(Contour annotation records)
+===+
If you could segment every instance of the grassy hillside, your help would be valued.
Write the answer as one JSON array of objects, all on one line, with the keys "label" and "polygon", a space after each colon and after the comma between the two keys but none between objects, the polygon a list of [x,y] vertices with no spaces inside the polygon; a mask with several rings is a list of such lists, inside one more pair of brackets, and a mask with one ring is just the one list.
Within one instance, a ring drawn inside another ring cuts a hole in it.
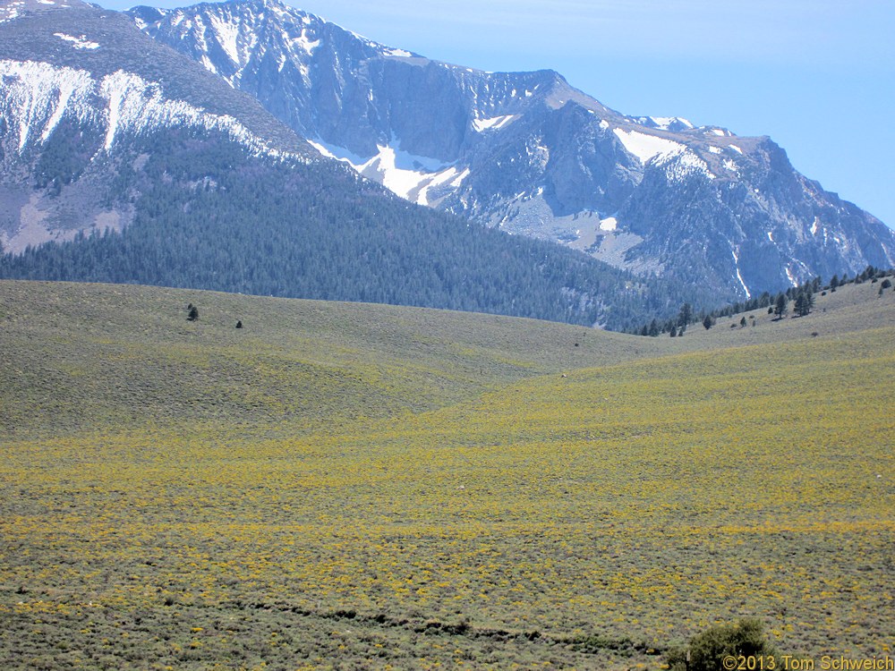
[{"label": "grassy hillside", "polygon": [[671,339],[0,283],[0,662],[657,668],[746,616],[891,655],[865,288]]}]

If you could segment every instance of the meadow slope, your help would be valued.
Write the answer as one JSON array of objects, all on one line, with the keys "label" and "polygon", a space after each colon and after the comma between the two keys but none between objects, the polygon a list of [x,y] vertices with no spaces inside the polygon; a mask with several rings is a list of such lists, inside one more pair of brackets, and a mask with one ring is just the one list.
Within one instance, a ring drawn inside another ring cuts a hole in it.
[{"label": "meadow slope", "polygon": [[895,293],[755,318],[0,283],[0,666],[891,655]]}]

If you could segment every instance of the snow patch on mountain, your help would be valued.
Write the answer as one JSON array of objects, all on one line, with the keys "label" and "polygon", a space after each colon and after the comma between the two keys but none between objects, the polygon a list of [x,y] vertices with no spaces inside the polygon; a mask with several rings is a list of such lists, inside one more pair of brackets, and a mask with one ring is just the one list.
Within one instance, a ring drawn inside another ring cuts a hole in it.
[{"label": "snow patch on mountain", "polygon": [[600,220],[601,231],[614,231],[618,227],[618,220],[614,217],[607,217]]},{"label": "snow patch on mountain", "polygon": [[461,171],[453,164],[402,150],[400,140],[395,138],[391,144],[377,146],[378,152],[369,157],[320,139],[308,141],[323,156],[346,163],[367,179],[418,205],[432,205],[432,190],[456,190],[469,176],[469,168]]},{"label": "snow patch on mountain", "polygon": [[0,60],[0,113],[18,132],[20,153],[30,141],[46,142],[71,115],[79,123],[105,127],[107,152],[122,133],[185,125],[222,132],[256,153],[277,154],[232,116],[166,99],[158,84],[120,70],[97,81],[84,70]]},{"label": "snow patch on mountain", "polygon": [[709,165],[689,148],[683,148],[681,151],[674,153],[660,155],[652,165],[664,170],[669,182],[684,182],[694,175],[710,180],[717,177],[709,170]]},{"label": "snow patch on mountain", "polygon": [[473,127],[479,132],[489,129],[499,131],[507,123],[515,121],[517,116],[517,115],[504,115],[503,116],[491,116],[488,119],[473,119]]},{"label": "snow patch on mountain", "polygon": [[686,149],[680,142],[675,142],[673,140],[648,135],[636,131],[623,131],[620,128],[616,128],[614,132],[628,153],[637,157],[640,162],[644,165],[655,157],[676,154]]},{"label": "snow patch on mountain", "polygon": [[59,38],[60,39],[64,39],[66,42],[72,42],[72,46],[76,49],[98,49],[98,42],[91,42],[87,39],[86,35],[81,35],[80,38],[75,38],[72,35],[66,35],[64,32],[55,32],[54,37]]}]

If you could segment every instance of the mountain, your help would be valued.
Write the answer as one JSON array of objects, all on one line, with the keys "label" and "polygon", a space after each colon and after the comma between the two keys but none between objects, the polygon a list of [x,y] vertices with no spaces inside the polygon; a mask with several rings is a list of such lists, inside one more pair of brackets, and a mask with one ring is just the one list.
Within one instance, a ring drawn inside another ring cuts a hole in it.
[{"label": "mountain", "polygon": [[0,277],[624,328],[709,294],[408,203],[79,0],[0,4]]},{"label": "mountain", "polygon": [[895,264],[895,234],[766,137],[627,116],[557,72],[485,72],[277,0],[136,7],[154,39],[412,202],[743,298]]}]

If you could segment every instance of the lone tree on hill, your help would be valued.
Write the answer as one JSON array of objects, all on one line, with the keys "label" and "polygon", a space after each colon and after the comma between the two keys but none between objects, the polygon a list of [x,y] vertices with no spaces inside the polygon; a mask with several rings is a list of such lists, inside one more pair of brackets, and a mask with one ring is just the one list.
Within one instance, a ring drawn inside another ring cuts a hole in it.
[{"label": "lone tree on hill", "polygon": [[786,293],[780,293],[777,296],[777,302],[774,303],[774,315],[777,316],[778,319],[782,319],[788,311],[788,304],[789,300],[786,297]]}]

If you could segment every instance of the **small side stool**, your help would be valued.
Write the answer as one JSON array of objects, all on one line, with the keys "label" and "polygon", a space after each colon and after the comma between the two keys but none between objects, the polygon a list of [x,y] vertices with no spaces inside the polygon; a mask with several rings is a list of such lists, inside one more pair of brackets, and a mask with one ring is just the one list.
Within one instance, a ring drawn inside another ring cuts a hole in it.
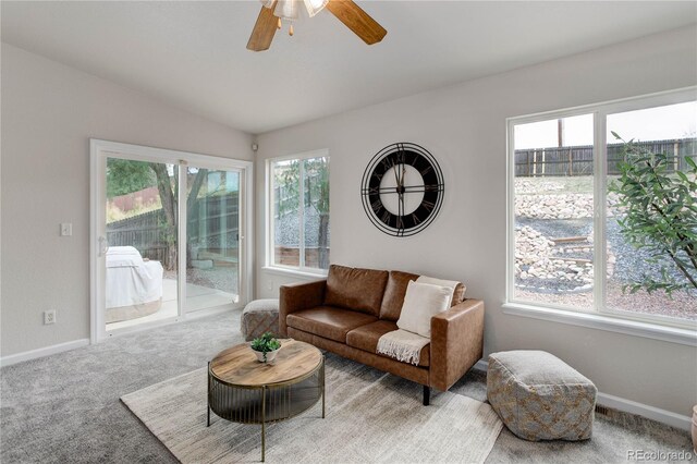
[{"label": "small side stool", "polygon": [[242,310],[240,330],[245,341],[271,332],[279,334],[279,301],[278,298],[255,300],[247,303]]},{"label": "small side stool", "polygon": [[530,441],[587,440],[598,389],[543,351],[489,355],[487,398],[513,434]]}]

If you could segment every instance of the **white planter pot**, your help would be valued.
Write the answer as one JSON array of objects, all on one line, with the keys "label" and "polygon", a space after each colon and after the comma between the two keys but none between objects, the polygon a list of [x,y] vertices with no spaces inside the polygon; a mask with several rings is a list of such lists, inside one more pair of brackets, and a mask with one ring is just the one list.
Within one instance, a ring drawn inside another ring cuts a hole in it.
[{"label": "white planter pot", "polygon": [[[279,353],[280,350],[281,349],[267,352],[266,353],[266,362],[267,363],[273,362],[273,359],[276,359],[276,355]],[[254,354],[257,355],[257,359],[259,361],[259,363],[264,363],[264,352],[256,351],[256,350],[252,350],[252,351],[254,352]]]}]

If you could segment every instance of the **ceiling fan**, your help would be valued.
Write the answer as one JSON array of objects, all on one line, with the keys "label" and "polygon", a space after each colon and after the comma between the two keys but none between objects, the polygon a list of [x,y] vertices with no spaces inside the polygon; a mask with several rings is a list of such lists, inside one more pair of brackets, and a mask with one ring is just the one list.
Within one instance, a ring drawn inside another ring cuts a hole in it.
[{"label": "ceiling fan", "polygon": [[[260,0],[262,3],[259,17],[254,25],[247,49],[264,51],[271,47],[276,30],[281,28],[281,20],[293,21],[298,17],[299,3],[305,3],[309,16],[314,16],[327,8],[339,21],[360,37],[368,45],[377,44],[388,33],[360,7],[352,0]],[[293,35],[291,24],[290,34]]]}]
+===+
## What is required
Leave out the pictures and print each record exactly as it stands.

## Written response
If you could segment every instance of the grassy hillside, your help would be valued.
Write the answer as one JSON array of objects, all on one line, with the keys "label" and "polygon", a space after each colon and after the comma between the two keys but none between objects, the polygon a list of [x,y] vertices with no spaces inside the polygon; a mask with several rings is a list of such lists, inside one more pair of brackets, and a mask with one ring is just the one list.
Within one instance, a ring drawn inside another ring cuts a hole in it.
[{"label": "grassy hillside", "polygon": [[671,339],[0,283],[0,662],[657,668],[746,616],[891,655],[865,288]]}]

If you could segment every instance of the meadow slope, your help would be valued.
Write the answer as one JSON array of objects, all on one line, with the keys "label" and "polygon", a space after each colon and after the comma between the two keys but none between objects, the polygon a list of [x,y] vertices with no spaces inside the polygon; a mask with several rings is a list of such lists, inside one more pair of brackets, and a mask with one ring is just the one list.
Within one instance, a ring drawn inside another ring cuts a hole in it.
[{"label": "meadow slope", "polygon": [[895,293],[755,318],[0,283],[0,666],[891,655]]}]

If you could segment every instance of the snow patch on mountain, your help would be valued.
Write the answer as one JSON array of objects, all on one line, with the keys "label" and "polygon", a space after each colon and after the comma between the two keys but none between objects, the polygon a list of [x,y] vertices with no spaces inside the polygon; a mask with several rings is a list of such lists, inside one more pair of brackets, and a mask with one ring is just the one list.
Within one instance, a ring drawn inside another ring cuts a hole in it.
[{"label": "snow patch on mountain", "polygon": [[600,220],[601,231],[614,231],[618,227],[618,220],[614,217],[607,217]]},{"label": "snow patch on mountain", "polygon": [[461,171],[453,164],[402,150],[400,140],[395,138],[391,144],[377,146],[378,152],[369,157],[320,139],[308,141],[323,156],[346,163],[367,179],[418,205],[432,205],[432,190],[456,190],[469,176],[469,168]]},{"label": "snow patch on mountain", "polygon": [[0,60],[0,113],[18,132],[20,153],[30,141],[46,142],[71,115],[79,123],[105,127],[107,152],[122,133],[185,125],[222,132],[256,153],[277,154],[232,116],[166,99],[158,84],[120,70],[97,81],[84,70]]},{"label": "snow patch on mountain", "polygon": [[709,165],[689,148],[683,148],[681,151],[674,153],[660,155],[652,165],[664,170],[669,182],[684,182],[694,175],[710,180],[717,177],[709,170]]},{"label": "snow patch on mountain", "polygon": [[473,127],[479,132],[489,129],[499,131],[507,123],[515,121],[517,116],[517,115],[504,115],[503,116],[491,116],[488,119],[473,119]]},{"label": "snow patch on mountain", "polygon": [[686,149],[680,142],[675,142],[673,140],[648,135],[636,131],[623,131],[620,128],[616,128],[614,132],[628,153],[637,157],[640,162],[644,165],[655,157],[676,154]]},{"label": "snow patch on mountain", "polygon": [[59,38],[60,39],[64,39],[66,42],[72,42],[72,46],[76,49],[98,49],[98,42],[91,42],[87,39],[86,35],[81,35],[80,38],[75,38],[72,35],[66,35],[64,32],[55,32],[54,37]]}]

If you could segment every instance of the mountain, your help would be valued.
Write the answer as one JSON array of objects, all on one line, with the keys "label" and "polygon", a space after each colon and after the comma between the two keys but none between objects, the polygon a list of [x,y] vertices with no spaces inside the polygon; a mask with several rings is a list of such lists, inside one more pair of brackets, and a mask with one ring is just the one list.
Within one instance, a ring drawn inside another ring cuts a hole in it.
[{"label": "mountain", "polygon": [[0,277],[624,328],[709,294],[408,203],[79,0],[0,4]]},{"label": "mountain", "polygon": [[895,264],[895,234],[766,137],[627,116],[557,72],[485,72],[277,0],[136,7],[154,39],[412,202],[743,298]]}]

If you could segment every instance of the lone tree on hill, your help would be valued.
Write the answer as one JSON array of objects, all on one line, with the keys "label" and "polygon", a space after each colon and after the comma between the two keys but none between objects, the polygon a list of [x,y] vertices with no spaces inside the polygon; a mask with several rings is a list of such lists, inside one more pair of brackets, and a mask with one ring is just the one list.
Within one instance, a ring drawn inside another ring cuts a hole in it.
[{"label": "lone tree on hill", "polygon": [[786,293],[780,293],[777,296],[777,302],[774,303],[774,315],[777,316],[778,319],[782,319],[788,311],[788,304],[789,300],[786,297]]}]

If you could segment every instance of the **small side stool**, your help would be valued.
Write the answer as one JSON array of objects, all on one line, with the keys "label" and "polygon", a space after each colon and after the comma between the two keys but none between objects, the polygon a list of [x,y] vertices with no spaces inside the polygon; a mask with several rings is a list of such lists, inside one more pair of brackets, and a mask with one ring is just the one list.
Within one instance, a ring drawn inside another ring cuts a hole in it.
[{"label": "small side stool", "polygon": [[242,310],[240,330],[245,341],[271,332],[279,334],[279,301],[278,298],[255,300],[247,303]]},{"label": "small side stool", "polygon": [[530,441],[587,440],[598,389],[543,351],[489,355],[487,398],[513,434]]}]

If you could segment every instance of the **white planter pot**, your help would be valued.
Write the answer as one JSON array of objects, all on one line, with the keys "label" and "polygon", a space after each colon and after the comma between the two keys but none between objects, the polygon a list of [x,y] vertices with no spaces inside the polygon; a mask with several rings is a list of such lists, inside one more pair of brackets, and a mask with one ring is just the one list.
Within one instance, a ring drawn inside another ring cuts a hole in it.
[{"label": "white planter pot", "polygon": [[[279,353],[280,350],[281,349],[267,352],[266,353],[266,362],[267,363],[273,362],[273,359],[276,359],[276,355]],[[254,354],[257,355],[257,359],[259,361],[259,363],[264,363],[264,352],[256,351],[256,350],[252,350],[252,351],[254,352]]]}]

If you could segment every instance of the **ceiling fan**, your help would be valued.
Write the answer as one JSON array of objects, all on one line, with the keys "label" and "polygon", a space after each colon and after the comma between the two keys but none between objects, the polygon a list of [x,y] vertices with no spaces inside the polygon; a mask with several rings is a list of such lists, inside one more pair of brackets, and a mask with one ring is just the one list.
Within one instance, a ring drawn inside another ring cuts a hole in it.
[{"label": "ceiling fan", "polygon": [[[260,0],[262,3],[259,17],[254,25],[247,49],[264,51],[271,47],[276,30],[281,28],[281,20],[293,21],[298,17],[299,3],[305,3],[309,16],[314,16],[327,8],[339,21],[360,37],[368,45],[377,44],[388,33],[360,7],[352,0]],[[293,35],[291,24],[290,34]]]}]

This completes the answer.